»»

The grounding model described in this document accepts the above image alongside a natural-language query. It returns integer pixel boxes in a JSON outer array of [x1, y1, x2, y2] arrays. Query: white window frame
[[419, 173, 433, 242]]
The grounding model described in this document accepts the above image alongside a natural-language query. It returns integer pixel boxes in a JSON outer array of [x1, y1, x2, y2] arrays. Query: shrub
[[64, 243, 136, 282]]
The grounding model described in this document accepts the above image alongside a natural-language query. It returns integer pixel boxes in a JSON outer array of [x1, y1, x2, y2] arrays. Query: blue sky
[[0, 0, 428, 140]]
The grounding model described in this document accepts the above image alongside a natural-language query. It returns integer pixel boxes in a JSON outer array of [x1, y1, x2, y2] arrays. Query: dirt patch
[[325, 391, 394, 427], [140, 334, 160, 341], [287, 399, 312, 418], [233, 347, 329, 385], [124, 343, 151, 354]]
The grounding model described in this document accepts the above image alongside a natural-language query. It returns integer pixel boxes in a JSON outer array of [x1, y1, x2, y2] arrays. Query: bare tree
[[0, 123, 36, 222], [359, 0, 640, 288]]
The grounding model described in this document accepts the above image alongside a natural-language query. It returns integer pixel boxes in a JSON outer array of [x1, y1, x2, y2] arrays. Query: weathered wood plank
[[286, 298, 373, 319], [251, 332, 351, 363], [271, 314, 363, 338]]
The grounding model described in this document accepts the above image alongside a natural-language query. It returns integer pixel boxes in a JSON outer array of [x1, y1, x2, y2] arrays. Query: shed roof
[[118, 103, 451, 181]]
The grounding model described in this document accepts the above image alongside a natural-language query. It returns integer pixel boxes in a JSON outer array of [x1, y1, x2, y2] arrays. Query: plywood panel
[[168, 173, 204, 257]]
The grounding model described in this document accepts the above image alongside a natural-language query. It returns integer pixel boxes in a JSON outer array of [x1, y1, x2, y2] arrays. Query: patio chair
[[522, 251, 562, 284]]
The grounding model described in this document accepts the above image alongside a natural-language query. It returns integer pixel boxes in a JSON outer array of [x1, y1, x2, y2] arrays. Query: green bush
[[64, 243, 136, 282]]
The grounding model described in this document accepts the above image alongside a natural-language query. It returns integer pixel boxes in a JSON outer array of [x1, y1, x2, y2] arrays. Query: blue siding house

««

PROBLEM DESCRIPTION: From the line containing "Query: green bush" down to the final line of the data, write out every line exactly; both the first and last of these belong in your answer, and nothing else does.

THE REPLY:
The grounding model described in this document accepts the above image alongside a natural-language query. It returns integer pixel boxes in a JSON outer array of [x1, y1, x2, y2] arrays. Query: green bush
[[64, 243, 136, 282]]
The grounding model described in this document accepts the above image alongside a natural-language query. It returns integer pixel boxes in a JSON outer array of [x1, y1, x2, y2] arrays. Query: blue siding house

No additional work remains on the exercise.